# [PROBLEM STATEMENT]
Could you transcribe the material below line for line, keeping every character unchanged?

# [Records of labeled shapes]
^^^^

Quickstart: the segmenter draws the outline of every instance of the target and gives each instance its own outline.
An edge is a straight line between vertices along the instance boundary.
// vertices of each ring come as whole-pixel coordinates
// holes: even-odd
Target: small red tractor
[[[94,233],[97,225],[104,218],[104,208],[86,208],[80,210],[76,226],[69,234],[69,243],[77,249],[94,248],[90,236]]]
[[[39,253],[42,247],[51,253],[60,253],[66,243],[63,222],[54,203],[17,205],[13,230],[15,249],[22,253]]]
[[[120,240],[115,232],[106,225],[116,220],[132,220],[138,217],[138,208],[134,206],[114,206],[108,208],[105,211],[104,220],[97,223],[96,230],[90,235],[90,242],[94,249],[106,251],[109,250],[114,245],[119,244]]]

^^^^

# [THE RESPONSE]
Quickstart: the segmenter draws the outline of every instance of the target and gives each instance its own outline.
An edge is a straight line between vertices along the instance boundary.
// vertices of each ring come as whole-pixel coordinates
// holes: even-odd
Target: small red tractor
[[[94,233],[97,225],[104,218],[104,208],[86,208],[80,210],[76,226],[69,234],[69,243],[77,249],[94,248],[90,236]]]
[[[39,253],[42,247],[51,253],[60,253],[66,243],[63,222],[54,203],[17,205],[13,230],[15,249],[22,253]]]
[[[120,240],[115,232],[106,225],[116,220],[132,220],[138,217],[138,208],[134,206],[114,206],[108,208],[105,211],[104,220],[97,223],[96,230],[90,235],[90,242],[94,249],[106,251],[109,250],[114,245],[119,244]]]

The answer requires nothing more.